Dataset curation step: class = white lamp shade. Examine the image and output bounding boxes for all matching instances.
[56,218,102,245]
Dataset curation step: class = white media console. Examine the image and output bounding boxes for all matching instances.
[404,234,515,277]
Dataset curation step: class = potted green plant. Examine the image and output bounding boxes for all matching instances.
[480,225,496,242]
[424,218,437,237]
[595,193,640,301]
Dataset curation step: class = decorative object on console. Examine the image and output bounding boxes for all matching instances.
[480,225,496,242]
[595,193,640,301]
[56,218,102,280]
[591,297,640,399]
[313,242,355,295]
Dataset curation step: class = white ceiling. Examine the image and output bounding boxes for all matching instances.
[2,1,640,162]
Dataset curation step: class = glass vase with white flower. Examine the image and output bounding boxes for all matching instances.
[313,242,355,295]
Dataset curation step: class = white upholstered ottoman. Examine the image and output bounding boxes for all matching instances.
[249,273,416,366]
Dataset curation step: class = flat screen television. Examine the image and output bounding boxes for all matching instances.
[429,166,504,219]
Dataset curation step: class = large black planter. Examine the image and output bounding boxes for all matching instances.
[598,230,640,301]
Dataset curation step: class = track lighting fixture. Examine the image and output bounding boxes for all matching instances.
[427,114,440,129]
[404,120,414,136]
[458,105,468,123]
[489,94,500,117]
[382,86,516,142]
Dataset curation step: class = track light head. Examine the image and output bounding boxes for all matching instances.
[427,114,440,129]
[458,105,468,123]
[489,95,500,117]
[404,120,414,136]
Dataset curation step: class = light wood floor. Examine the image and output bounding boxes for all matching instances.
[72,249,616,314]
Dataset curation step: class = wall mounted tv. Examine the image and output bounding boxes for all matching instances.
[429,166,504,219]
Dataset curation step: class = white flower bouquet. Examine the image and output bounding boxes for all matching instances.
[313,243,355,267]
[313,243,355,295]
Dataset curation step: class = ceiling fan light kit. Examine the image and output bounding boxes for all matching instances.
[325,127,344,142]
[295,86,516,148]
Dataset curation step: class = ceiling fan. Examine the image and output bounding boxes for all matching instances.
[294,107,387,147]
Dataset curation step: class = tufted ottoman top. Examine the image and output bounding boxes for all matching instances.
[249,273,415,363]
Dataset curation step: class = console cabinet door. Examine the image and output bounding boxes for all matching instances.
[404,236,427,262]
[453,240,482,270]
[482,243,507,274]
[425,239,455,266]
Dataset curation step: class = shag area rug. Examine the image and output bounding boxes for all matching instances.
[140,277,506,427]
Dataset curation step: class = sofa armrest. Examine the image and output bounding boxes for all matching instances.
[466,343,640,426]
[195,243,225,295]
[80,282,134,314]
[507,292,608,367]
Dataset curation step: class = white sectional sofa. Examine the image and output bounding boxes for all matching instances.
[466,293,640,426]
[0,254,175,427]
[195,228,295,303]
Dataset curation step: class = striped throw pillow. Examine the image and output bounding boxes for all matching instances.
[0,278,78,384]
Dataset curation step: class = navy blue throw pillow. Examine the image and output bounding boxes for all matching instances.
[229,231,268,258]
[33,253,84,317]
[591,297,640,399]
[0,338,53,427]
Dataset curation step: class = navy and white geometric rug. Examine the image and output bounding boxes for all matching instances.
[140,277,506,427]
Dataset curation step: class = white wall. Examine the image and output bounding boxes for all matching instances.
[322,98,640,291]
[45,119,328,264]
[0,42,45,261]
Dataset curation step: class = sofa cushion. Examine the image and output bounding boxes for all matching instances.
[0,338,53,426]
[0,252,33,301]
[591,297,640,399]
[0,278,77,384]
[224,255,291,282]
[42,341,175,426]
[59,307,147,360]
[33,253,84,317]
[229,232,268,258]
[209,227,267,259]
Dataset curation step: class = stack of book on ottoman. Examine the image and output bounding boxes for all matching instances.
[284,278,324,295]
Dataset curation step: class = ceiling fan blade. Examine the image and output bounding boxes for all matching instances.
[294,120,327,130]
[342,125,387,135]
☆ ☆ ☆ ☆ ☆
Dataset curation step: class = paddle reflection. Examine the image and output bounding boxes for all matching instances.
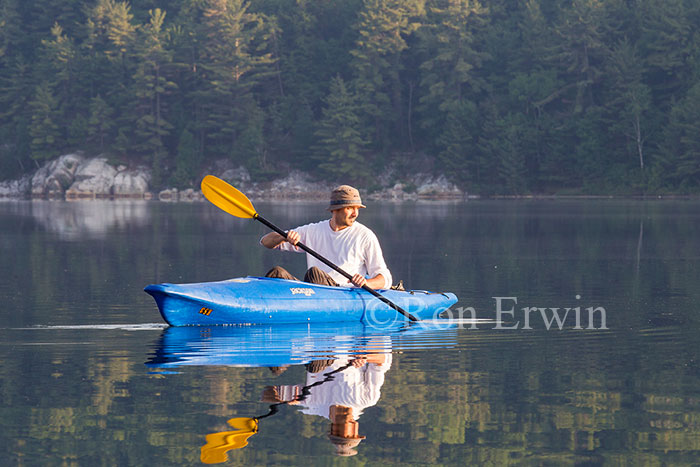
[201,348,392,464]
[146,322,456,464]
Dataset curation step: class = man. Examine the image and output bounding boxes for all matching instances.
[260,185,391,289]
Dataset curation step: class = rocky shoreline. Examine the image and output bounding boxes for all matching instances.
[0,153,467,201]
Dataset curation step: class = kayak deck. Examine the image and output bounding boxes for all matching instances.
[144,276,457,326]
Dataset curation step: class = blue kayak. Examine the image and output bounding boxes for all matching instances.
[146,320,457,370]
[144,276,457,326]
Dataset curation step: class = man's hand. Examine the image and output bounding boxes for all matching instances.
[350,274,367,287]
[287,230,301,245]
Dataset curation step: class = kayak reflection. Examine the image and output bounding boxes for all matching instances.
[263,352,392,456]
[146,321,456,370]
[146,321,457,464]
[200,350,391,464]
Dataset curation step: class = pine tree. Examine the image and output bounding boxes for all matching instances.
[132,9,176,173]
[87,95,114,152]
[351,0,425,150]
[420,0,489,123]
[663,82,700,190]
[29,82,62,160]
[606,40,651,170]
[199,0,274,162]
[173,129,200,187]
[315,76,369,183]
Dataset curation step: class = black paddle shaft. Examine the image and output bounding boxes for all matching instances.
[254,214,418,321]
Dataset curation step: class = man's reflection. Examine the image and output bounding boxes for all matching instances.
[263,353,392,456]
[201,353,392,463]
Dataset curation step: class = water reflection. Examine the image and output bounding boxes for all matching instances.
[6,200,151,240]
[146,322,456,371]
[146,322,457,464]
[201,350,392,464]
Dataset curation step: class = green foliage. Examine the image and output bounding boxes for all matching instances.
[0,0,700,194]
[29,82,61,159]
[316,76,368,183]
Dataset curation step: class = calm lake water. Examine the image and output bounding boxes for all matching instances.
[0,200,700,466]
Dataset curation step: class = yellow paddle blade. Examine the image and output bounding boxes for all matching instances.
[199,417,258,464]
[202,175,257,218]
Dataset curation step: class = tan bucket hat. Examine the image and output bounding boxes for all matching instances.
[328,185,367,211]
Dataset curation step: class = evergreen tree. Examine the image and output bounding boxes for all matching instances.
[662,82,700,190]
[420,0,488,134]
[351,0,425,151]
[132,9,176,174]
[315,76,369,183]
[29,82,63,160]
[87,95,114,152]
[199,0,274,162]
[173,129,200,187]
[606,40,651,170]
☆ ☆ ☆ ☆ ☆
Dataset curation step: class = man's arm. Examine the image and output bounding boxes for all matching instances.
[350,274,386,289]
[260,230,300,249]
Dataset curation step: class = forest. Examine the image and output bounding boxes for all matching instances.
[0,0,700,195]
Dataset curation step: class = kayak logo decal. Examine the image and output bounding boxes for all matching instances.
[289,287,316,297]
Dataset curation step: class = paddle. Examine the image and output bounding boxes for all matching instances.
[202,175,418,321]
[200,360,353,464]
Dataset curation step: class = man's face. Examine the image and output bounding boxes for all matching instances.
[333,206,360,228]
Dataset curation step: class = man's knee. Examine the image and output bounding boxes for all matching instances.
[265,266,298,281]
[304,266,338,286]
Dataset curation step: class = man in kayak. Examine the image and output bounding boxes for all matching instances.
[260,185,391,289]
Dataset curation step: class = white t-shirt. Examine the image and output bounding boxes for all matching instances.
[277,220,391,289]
☆ ☆ ☆ ☆ ☆
= What the task requires =
Could you rewrite the material from the line containing "Dataset curation step: class = track light head." up to and including the line containing "[72,249,616,314]", keeping every line, with each bounding-box coordinate scaled by 1.75 and rounded to a whole number, halves up?

= Answer in full =
Dataset curation step: class = track light head. Examine the image and output bounding boxes for all matching instances.
[747,200,770,226]
[802,184,819,215]
[856,166,875,205]
[707,210,725,238]
Dataset curation step: class = light wood floor. Examine the image and output bounding boxes for all matching instances.
[126,436,1078,550]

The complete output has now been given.